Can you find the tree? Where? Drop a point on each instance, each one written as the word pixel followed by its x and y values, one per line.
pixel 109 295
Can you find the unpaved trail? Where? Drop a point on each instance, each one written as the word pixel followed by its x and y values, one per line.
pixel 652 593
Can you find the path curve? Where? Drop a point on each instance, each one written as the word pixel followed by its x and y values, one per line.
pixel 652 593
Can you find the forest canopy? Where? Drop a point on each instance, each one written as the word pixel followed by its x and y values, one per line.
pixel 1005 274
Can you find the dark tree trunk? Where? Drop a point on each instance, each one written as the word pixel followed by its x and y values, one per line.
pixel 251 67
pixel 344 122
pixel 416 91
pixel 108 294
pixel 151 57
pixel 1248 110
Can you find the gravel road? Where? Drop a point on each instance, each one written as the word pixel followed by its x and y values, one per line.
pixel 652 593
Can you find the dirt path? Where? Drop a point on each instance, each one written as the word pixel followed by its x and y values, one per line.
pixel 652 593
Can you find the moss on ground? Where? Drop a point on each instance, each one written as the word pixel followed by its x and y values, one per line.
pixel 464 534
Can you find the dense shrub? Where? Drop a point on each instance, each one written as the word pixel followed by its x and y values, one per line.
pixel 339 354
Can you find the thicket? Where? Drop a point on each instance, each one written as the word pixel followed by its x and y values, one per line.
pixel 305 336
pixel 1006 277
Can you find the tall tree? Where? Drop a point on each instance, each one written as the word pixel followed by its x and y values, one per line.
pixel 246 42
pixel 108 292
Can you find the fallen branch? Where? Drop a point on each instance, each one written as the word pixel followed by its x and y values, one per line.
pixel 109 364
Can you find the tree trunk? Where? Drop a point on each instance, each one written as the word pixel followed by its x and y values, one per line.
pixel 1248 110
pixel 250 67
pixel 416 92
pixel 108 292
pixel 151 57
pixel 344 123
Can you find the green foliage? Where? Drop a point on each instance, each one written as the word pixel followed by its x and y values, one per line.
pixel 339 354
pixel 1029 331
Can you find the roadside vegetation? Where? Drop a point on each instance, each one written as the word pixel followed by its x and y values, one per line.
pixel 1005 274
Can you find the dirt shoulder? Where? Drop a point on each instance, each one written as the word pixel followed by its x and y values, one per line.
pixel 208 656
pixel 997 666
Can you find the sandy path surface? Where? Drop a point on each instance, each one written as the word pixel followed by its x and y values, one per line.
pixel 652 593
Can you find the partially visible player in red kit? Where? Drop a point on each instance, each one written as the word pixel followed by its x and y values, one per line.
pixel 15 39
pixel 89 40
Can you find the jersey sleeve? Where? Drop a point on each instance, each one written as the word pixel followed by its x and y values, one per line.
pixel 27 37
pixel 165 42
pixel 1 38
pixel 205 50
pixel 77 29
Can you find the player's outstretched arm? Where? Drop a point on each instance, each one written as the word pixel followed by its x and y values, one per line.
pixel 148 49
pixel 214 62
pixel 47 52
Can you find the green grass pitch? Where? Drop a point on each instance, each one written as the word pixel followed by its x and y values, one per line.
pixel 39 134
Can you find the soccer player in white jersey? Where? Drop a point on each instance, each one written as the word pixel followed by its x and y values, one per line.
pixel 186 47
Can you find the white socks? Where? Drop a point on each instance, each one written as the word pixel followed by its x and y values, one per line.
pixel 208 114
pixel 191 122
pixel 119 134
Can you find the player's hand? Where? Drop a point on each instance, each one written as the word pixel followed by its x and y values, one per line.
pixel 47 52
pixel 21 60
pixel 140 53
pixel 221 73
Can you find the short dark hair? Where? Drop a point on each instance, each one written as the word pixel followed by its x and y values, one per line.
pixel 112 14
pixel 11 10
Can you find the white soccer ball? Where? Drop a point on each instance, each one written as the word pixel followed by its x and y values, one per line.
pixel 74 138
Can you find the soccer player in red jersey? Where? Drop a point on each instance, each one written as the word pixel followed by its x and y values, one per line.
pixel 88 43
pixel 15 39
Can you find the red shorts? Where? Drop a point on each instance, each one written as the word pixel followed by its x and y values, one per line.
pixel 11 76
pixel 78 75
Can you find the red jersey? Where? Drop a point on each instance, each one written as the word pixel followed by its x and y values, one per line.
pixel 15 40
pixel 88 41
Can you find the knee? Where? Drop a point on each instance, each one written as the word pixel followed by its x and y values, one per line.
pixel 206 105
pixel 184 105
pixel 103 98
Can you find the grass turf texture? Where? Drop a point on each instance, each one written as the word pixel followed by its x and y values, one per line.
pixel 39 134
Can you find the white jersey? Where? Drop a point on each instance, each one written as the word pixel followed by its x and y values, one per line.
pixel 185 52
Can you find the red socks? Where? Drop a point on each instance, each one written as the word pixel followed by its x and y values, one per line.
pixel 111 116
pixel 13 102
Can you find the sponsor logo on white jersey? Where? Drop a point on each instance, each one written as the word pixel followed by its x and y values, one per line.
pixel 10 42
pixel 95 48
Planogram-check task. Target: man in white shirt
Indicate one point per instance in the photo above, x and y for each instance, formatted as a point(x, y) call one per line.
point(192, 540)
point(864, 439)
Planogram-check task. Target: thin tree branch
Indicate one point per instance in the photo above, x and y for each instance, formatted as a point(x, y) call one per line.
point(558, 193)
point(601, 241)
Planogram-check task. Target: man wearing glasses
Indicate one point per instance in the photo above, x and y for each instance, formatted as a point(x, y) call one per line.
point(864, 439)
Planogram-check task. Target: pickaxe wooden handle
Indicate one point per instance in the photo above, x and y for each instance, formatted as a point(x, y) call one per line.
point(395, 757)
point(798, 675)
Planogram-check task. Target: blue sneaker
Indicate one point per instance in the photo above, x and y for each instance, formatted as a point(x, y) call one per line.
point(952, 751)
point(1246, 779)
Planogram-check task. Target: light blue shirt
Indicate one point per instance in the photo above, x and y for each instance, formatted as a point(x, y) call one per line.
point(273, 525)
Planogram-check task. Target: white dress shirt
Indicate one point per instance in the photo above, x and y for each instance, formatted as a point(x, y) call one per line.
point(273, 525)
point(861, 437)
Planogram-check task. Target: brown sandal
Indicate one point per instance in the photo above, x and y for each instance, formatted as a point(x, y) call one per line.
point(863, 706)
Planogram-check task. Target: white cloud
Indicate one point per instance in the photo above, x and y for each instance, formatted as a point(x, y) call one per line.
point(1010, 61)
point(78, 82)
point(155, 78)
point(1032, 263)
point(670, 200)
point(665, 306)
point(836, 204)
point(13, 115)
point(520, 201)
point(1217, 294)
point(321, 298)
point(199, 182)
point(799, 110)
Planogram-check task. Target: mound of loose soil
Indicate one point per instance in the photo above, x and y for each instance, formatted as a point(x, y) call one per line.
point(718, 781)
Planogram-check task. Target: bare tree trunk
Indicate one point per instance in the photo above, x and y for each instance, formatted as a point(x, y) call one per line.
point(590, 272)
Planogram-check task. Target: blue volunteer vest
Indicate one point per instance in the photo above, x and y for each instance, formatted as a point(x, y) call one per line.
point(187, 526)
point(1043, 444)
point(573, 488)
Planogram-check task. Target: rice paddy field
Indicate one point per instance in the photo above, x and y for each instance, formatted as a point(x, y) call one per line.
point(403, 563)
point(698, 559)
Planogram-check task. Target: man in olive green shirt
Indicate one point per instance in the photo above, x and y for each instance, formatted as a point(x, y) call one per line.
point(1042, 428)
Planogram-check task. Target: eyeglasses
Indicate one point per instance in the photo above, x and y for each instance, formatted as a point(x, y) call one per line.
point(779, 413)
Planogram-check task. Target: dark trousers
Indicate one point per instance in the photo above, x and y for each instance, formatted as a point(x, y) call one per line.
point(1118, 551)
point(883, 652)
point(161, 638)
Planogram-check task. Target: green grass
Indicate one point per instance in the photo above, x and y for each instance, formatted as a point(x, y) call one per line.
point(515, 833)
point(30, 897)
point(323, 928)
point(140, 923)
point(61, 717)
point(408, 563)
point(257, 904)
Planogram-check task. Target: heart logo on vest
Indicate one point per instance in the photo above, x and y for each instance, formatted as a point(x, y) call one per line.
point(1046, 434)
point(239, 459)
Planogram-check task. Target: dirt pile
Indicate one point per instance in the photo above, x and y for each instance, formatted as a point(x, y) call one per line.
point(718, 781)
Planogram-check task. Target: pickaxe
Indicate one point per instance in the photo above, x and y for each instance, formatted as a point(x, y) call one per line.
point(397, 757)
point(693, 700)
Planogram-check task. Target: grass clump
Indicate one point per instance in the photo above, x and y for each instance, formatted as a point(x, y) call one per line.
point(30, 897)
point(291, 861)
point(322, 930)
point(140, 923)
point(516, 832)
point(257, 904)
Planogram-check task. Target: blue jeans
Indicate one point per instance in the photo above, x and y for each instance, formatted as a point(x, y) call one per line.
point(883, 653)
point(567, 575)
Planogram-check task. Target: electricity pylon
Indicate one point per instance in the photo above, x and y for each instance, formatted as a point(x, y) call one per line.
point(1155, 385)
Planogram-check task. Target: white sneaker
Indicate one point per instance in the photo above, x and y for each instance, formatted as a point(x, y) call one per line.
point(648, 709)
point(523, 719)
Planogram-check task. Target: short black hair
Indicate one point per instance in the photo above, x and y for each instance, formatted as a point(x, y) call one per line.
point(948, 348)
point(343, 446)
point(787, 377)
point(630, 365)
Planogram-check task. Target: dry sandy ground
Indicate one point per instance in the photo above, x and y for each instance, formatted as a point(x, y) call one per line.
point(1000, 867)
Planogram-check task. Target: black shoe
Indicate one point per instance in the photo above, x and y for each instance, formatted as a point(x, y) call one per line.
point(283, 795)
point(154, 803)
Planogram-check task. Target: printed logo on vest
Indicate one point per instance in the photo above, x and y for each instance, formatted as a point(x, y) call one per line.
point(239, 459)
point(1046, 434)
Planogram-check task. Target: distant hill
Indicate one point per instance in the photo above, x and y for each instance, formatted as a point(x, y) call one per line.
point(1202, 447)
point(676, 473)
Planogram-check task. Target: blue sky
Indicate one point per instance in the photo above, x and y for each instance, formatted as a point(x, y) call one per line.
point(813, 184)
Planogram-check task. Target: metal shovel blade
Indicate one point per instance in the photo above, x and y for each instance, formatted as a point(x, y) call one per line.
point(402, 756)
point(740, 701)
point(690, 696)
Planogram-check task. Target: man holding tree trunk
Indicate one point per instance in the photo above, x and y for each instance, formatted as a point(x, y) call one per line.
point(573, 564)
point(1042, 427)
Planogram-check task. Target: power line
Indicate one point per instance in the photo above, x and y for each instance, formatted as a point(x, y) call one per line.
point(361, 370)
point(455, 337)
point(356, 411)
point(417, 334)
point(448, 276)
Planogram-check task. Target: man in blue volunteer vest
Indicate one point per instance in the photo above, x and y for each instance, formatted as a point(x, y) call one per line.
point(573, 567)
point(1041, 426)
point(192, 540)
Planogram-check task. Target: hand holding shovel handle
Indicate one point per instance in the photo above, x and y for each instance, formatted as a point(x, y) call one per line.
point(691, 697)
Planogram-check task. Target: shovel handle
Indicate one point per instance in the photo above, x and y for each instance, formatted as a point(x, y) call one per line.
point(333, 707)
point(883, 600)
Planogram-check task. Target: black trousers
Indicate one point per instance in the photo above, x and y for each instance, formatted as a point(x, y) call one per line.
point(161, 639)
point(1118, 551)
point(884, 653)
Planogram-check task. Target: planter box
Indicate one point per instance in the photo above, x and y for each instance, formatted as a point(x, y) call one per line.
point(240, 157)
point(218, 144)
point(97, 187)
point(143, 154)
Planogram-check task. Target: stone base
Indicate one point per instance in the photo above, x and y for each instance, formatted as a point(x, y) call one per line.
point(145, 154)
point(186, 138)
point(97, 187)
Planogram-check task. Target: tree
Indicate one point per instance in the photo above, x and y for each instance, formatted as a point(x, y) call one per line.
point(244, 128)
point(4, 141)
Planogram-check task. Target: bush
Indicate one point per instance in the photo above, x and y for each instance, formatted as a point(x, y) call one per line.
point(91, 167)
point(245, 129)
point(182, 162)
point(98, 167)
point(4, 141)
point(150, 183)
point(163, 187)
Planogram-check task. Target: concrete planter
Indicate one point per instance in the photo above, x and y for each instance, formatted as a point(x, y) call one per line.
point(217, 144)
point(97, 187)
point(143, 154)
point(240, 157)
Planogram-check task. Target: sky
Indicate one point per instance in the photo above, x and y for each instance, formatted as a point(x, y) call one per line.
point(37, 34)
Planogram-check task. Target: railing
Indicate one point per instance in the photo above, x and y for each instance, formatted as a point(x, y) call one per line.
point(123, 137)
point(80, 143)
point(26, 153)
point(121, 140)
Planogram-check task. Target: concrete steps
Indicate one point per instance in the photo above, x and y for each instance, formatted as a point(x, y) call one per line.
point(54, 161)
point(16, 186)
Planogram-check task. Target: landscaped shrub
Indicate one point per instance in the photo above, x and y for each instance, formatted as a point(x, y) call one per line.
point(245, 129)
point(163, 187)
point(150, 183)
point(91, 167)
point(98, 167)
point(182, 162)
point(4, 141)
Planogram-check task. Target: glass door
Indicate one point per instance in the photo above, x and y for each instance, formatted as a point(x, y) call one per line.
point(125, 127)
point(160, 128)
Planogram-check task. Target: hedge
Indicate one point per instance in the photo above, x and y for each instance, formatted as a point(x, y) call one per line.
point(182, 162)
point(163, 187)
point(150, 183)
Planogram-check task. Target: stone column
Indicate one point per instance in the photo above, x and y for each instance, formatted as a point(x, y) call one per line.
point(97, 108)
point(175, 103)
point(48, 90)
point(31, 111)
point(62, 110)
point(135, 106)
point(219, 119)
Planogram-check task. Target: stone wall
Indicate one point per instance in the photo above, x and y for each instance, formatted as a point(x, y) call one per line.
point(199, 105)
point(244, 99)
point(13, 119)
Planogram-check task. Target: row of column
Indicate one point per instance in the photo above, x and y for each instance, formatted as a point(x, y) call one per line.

• • • •

Find "blue" in the preceding records. Copy each line that holds it.

Planogram-check task. Target: blue sneaker
Planogram-check task. Target: light blue shirt
Planogram-check task. Target: blue volunteer vest
Planogram-check task. Target: blue jeans
Planogram-check task. Target: blue sky
Planogram-check task. Target: man in blue volunteer vest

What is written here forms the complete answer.